======== INFORMATION GIVEN ========

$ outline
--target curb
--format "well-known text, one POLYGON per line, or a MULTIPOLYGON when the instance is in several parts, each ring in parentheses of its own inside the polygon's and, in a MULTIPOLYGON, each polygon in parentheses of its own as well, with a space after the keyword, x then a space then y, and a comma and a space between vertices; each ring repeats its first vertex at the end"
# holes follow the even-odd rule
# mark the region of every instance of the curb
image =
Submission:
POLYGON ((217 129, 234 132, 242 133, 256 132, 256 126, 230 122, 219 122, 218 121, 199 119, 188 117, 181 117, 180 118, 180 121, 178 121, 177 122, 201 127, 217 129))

========

- [INSTRUCTIONS TO FOLLOW] Render every line of the material above as a JSON array of strings, one string per line, omitting any blank lines.

- [REPLY]
[
  "$ outline",
  "--target curb",
  "--format \"well-known text, one POLYGON per line, or a MULTIPOLYGON when the instance is in several parts, each ring in parentheses of its own inside the polygon's and, in a MULTIPOLYGON, each polygon in parentheses of its own as well, with a space after the keyword, x then a space then y, and a comma and a space between vertices; each ring repeats its first vertex at the end\"",
  "# holes follow the even-odd rule",
  "# mark the region of every instance of the curb",
  "image =",
  "Submission:",
  "POLYGON ((217 129, 234 132, 242 133, 256 132, 256 126, 230 122, 219 122, 218 121, 199 119, 188 117, 181 117, 180 118, 180 121, 178 121, 177 122, 201 127, 217 129))"
]